**Exercise a**
Using the expedition transcript, decide whether each statement agrees with it. Answer yes or no for each, and quote the transcript's deciding words exactly. (i) The expedition was planned to last ten days. (ii) Each block cut out would weigh up to 500 pounds. (iii) The paleontologists extracted eight frozen blocks in total.

+ + + + + + +

Digging these animals up here, you know, basically the end of wintertime, we're gonna take the whole layer, rock and the bones, and try to extract it.

Gotta find the sweet spot.

MAN: Yep.

There it is.

(jackhammer grinding) NARRATOR: They have just six days left to collect specimens before they need to return.

The next steps are to break up the frozen mud and rock below the bone layer with jackhammers to create a working platform.

Then carve out several blocks with chainsaws.

Each chunk will be about three feet across and weigh up to 200 pounds.

It's five days into a ten-day expedition.

They still haven't extracted a single block.

And then they suffer another setback.

The chainsaws break down.

It's up to head of operations Kevin May to fix the equipment.

MAY: It is.

We have been presented with some significant challenges here with the temperatures.

(man coughing) NARRATOR: If he can't get the chainsaws back up and running, the expedition could be over.

Where's the other... Pal, you're too soon.

DRUCKENMILLER: How long do you need?

MAY: I was really hoping to get over here and work on the chainsaws by myself, so... You get too many PhDs in a small area and nothing gets done.

NARRATOR: Kevin soon discovers a possible solution.

Yep, that's what shut us down last night.

Look at that.

Can you thaw that, please?

NARRATOR: The friction from the chainsaws melts the permafrost, which seeps into the mechanics and immediately refreezes.

MAY: Turns out that because of these temperatures, we're gonna have to repeatedly warm our chainsaws and get the chains thawed out a bit.

NARRATOR: After a thorough cleaning, the team tries again.

(tool whirring) Four more days in the biting cold digging, sawing, sleeping, and more sawing before the first block is finally freed.

DRUCKENMILLER: It's coming, it's coming.

ERICKSON: Well done, Pat.

We have success!

Yeah, that's a really nice, big chunk.

There's a big one right there.

DRUCKENMILLER: Big, very dark, there's one right here.

There's one there, there's one there.

It's full of bones.

DRUCKENMILLER (sighing): After all that time... (laughs): We've got it.

ERICKSON: We're hitting the jackpot right now.

This is gonna pay off.

(laughs) Let's bring it in for a landing.

NARRATOR: In total, the paleontologists manage to extract eight frozen blocks, 1,000 pounds to haul home.

DRUCKENMILLER: And now it's just a matter of bringing home a bunch of rock, and we'll get that stuff back in the lab, and we can prepare it out and we'll see what we find.

+ + + + + + +

**Exercise b**
List every line of the records below that contains the string "window".

**Records to use**
+ + + + + + +

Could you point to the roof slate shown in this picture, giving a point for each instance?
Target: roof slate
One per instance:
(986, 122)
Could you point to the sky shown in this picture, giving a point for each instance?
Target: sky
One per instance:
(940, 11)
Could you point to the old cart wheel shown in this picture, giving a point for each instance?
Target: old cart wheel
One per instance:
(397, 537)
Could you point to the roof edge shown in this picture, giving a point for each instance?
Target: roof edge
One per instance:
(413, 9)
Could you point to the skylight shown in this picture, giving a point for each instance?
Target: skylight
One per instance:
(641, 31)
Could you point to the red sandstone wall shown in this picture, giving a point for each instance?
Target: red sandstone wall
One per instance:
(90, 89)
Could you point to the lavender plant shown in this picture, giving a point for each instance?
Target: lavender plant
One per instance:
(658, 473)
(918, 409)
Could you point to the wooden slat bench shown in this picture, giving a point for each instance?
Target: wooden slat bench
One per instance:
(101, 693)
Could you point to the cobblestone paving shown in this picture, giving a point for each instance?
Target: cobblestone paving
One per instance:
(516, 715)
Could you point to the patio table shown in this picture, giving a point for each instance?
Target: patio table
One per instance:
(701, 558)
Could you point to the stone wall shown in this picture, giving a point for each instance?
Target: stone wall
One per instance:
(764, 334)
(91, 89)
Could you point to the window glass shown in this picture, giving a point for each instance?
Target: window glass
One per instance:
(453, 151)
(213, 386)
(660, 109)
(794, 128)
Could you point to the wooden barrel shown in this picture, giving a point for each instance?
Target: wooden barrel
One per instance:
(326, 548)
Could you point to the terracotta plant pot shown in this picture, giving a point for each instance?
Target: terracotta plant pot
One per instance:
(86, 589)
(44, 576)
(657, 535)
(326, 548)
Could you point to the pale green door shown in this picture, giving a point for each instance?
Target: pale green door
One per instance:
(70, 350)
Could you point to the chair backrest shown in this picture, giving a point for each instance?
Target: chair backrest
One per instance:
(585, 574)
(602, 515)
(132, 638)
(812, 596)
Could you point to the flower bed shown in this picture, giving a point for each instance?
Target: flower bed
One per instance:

+ + + + + + +

**Solution a**
(i) Yes: "It's five days into a ten-day expedition."
(ii) No: "Each chunk will be about three feet across and weigh up to 200 pounds."
(iii) Yes: "In total, the paleontologists manage to extract eight frozen blocks, 1,000 pounds to haul home."

**Solution b**
Could you point to the window glass shown in this picture, giving a point for each instance?
Target: window glass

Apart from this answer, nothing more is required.